▶ [Страница]

Мать Ханса Кристиана, видевшая у себя в Оденсе только канатных плясунов и странствующих актеров-бедолаг, сказала сыну, когда тот открыл ей свое окончательное решение стать актером:
– Вот когда попробуешь колотушек. Заставят тебя голодать, чтобы ты был полегче, станут тебя пичкать деревянным маслом, чтобы ты был гибче! Нет, ты пойдешь в портные. Посмотри только, как живется портному Стегману! Не житье, а масленица!
Но уже ничто не могло остановить его. Он должен был писать для театра, да так, чтобы самому исполнять главную роль. Мальчиком он сочинил пьесу «Карас и Эльвира» – об отшельнике и немыслимой красавице. Эльвира выражалась исключительно стихами, нежными, романтическими и отменно длинными, отшельник отвечал ей столь же пространно отрывками из священных книг.
Выслушав пьесу, соседка, подавив легкий вздох, сказала:
– Лучше бы не Карас и Эльвира, а карась и корюшка…
Критику эту он запомнил, а может быть даже, она была одной из немногих, оказавших влияние на его творчество.
«Я могу назвать только трех писателей, которые в юности как бы перешли в мою плоть и кровь, – это Вальтер Скотт, Гофман и Гейне», – говорил Андерсен.
Потом он прибавил к этому списку еще и Шекспира.

Сохранённые записи данных
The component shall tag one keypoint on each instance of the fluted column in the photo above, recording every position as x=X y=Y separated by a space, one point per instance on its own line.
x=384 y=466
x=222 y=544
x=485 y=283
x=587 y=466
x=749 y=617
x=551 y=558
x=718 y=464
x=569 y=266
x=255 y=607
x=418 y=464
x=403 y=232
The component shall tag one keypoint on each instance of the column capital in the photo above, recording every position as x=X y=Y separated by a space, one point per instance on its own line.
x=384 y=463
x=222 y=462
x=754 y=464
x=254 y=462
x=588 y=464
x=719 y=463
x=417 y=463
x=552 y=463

▶ [Задание]
Продолжите отрывок об Андерсене с того места, где он заканчивается.

▶ [Ожидаемый ответ]
В детских произведениях он подражал своим кумирам, но всякий раз пытался внести в сочинение нечто свое.
«У Шекспира короли и принцессы говорили точно так же, как обыкновенные люди, но мне это показалось не совсем верным, – вспоминал Андерсен. – Очевидцы, видевшие короля в Оденсе, утверждали, что он „изъяснялся по-иностранному“. Я достал датско-немецко-французско-английский словарь, и мой Король заговорил так: „Гутен морген, мон пер. Хорошо ли вы шлеепинг?“»
Уже перейдя от мальчишеских опытов к серьезной литературе, Андерсен не сразу нашел единственно свой путь, но и тогда, в юности, в его творчестве чувствовалось нечто такое светлое – «чистый тон», сказал бы другой замечательный северный писатель, Халлдор Лакснесс, – что вызывало у лучших людей ответную волну нежности.